Dataset records about object locations:
%%

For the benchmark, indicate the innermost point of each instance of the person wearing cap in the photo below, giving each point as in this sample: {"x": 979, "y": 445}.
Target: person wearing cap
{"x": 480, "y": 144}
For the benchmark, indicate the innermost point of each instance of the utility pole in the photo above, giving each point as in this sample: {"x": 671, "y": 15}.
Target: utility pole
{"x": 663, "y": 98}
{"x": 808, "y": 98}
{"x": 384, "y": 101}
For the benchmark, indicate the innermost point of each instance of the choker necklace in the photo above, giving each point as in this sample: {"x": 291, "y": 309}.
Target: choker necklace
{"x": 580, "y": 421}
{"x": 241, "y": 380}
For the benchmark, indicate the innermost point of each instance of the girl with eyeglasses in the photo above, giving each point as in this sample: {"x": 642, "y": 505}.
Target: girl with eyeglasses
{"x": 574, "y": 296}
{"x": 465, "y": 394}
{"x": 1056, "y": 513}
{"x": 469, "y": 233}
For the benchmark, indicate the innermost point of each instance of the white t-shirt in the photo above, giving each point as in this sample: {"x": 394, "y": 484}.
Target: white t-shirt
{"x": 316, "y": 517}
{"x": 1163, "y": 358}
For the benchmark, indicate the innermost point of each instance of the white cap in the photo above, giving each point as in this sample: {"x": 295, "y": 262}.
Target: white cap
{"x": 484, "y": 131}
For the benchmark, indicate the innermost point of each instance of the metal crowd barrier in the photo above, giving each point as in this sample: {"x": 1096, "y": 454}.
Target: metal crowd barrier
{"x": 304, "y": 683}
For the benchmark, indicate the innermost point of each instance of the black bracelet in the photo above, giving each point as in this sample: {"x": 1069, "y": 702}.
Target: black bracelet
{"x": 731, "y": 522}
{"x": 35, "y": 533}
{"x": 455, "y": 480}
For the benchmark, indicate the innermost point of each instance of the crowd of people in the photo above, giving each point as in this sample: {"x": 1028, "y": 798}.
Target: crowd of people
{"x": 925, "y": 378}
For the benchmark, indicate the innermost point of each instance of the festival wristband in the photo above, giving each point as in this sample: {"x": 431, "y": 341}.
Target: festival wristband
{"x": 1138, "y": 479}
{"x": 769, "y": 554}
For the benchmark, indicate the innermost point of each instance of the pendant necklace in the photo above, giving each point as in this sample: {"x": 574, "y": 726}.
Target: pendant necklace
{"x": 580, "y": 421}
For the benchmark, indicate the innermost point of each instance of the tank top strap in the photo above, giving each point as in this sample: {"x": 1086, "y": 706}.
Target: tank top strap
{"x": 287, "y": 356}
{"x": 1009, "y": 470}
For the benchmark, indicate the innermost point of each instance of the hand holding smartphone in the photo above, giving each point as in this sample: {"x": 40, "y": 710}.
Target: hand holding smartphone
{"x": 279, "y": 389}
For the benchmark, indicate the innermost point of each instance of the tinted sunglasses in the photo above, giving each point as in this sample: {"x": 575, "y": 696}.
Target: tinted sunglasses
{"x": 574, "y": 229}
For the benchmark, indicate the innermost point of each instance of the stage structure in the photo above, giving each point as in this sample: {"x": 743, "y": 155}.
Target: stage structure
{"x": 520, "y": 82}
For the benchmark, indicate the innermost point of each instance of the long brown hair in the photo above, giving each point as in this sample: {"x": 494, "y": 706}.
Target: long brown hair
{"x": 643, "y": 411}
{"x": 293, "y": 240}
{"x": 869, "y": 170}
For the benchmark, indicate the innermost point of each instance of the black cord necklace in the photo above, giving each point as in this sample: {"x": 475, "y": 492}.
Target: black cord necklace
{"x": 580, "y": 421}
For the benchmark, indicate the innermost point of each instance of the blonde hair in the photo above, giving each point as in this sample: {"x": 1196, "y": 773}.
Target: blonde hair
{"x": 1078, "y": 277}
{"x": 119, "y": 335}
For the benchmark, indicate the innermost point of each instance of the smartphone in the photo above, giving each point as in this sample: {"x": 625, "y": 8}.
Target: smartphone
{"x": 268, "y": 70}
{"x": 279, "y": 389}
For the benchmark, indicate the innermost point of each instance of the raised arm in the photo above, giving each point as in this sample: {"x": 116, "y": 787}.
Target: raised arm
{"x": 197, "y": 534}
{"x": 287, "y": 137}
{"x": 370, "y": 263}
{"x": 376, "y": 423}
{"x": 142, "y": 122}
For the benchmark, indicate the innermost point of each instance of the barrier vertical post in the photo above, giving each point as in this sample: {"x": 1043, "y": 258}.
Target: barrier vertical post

%%

- Exercise prompt
Extract all the material, leaving every line as it is.

- Full output
For the benchmark, indicate the innermost point of each instance of the person wearing cap in the photo below, giving each point as in this sample: {"x": 979, "y": 445}.
Target: person wearing cap
{"x": 480, "y": 144}
For the benchmark, indicate the innermost point of each instance of the utility pole in the photo above, giving each point as in this sample: {"x": 671, "y": 15}.
Target: utility pole
{"x": 663, "y": 98}
{"x": 808, "y": 98}
{"x": 384, "y": 101}
For the benchmark, indicate the innermost point of each instance of the choker necklace in the photo above, giving each point as in this sample: {"x": 291, "y": 309}.
Target: choker necklace
{"x": 580, "y": 421}
{"x": 241, "y": 380}
For the benchmark, indicate the innermost point of each instance of the girl with eyeglasses in the photo above, giving each point as in this sample: {"x": 642, "y": 505}.
Target: girl with eyeglasses
{"x": 574, "y": 296}
{"x": 465, "y": 394}
{"x": 1056, "y": 513}
{"x": 469, "y": 233}
For the benchmark, indicate the innermost point of each instance of the white t-shirt in the photo above, giving each point as in this sample: {"x": 394, "y": 484}.
Target: white t-shirt
{"x": 316, "y": 517}
{"x": 1163, "y": 358}
For the benchmark, indicate the innermost point of each instance of the white cap in the photo above, giving each point as in this sample: {"x": 295, "y": 262}.
Target: white cap
{"x": 484, "y": 131}
For the benchmark, indicate the innermost point of each instance of the metal crowd barrier in the photo above, giving each point as in this sample: {"x": 1096, "y": 454}.
Target: metal crowd barrier
{"x": 304, "y": 683}
For the benchmark, indicate the innermost point of each instance of the black bracelet in the photo above, giving each point as in this sample: {"x": 1069, "y": 702}.
Target: black bracelet
{"x": 731, "y": 522}
{"x": 35, "y": 533}
{"x": 455, "y": 480}
For the benchmark, indicate the innermost point of each instance of the crowd of people in the photo above, giving each point as in this sample: {"x": 1028, "y": 798}.
Target: crowd of people
{"x": 925, "y": 378}
For the benchmark, indicate the innermost point of each instance of the festival wristband in the photo above, giving each point as in this sample: {"x": 431, "y": 341}.
Target: festival wristband
{"x": 1138, "y": 479}
{"x": 769, "y": 554}
For the benchmark, indicate the innermost point of each instance of the pendant necklace in the photo above, giving each point as in this sample: {"x": 574, "y": 726}.
Target: pendant necklace
{"x": 580, "y": 421}
For the benchmark, indicate the innermost point of each instance of the tank top strap in the photo above, giving each point as in this sample: {"x": 1086, "y": 706}.
Target: tank top strap
{"x": 287, "y": 356}
{"x": 1009, "y": 470}
For the benchmark, indicate the innermost point of each instance of the hand holding smartphone in the photo above, giving each point as in this sample: {"x": 40, "y": 710}.
Target: hand holding smartphone
{"x": 279, "y": 389}
For the benchmark, indicate the innermost point of each instance of the tinted sunglasses in the photo above, giving each point as in this sample: {"x": 575, "y": 696}.
Target: tinted sunglasses
{"x": 574, "y": 229}
For the benchmark, indicate the innermost point of each instance of the stage structure in the photo above, giving each point as in this sample: {"x": 743, "y": 155}.
Target: stage structure
{"x": 520, "y": 82}
For the benchmark, indicate the innermost point of each instance of the long brown hair in the photo above, giving each point as in this sample: {"x": 494, "y": 706}.
Target: long brown hair
{"x": 643, "y": 411}
{"x": 293, "y": 240}
{"x": 869, "y": 170}
For the benchmark, indicate the innermost point of each instance of the black cord necklace in the photo above, giving each point as in this sample: {"x": 475, "y": 492}.
Target: black cord necklace
{"x": 580, "y": 421}
For the benchmark, indicate the innermost point of each instance of the blonde hair in the photo above, giving each point as in this sample: {"x": 1196, "y": 773}.
Target: blonde hair
{"x": 1078, "y": 277}
{"x": 119, "y": 335}
For the benchmark, indicate the innermost point of each instance of the smartphone in the photo above, giving each point as in this sample: {"x": 625, "y": 8}.
Target: smartphone
{"x": 268, "y": 70}
{"x": 279, "y": 389}
For the benchmark, indicate the innermost point of each instance of the raised arm in the photo above, giving each point as in this sample: {"x": 116, "y": 787}.
Target: raised arm
{"x": 197, "y": 534}
{"x": 287, "y": 137}
{"x": 370, "y": 263}
{"x": 376, "y": 423}
{"x": 142, "y": 122}
For the benchmark, indicate the innermost point of each instance of the barrier vertical post in the photo above, giving each point as in this sample: {"x": 1043, "y": 258}.
Target: barrier vertical post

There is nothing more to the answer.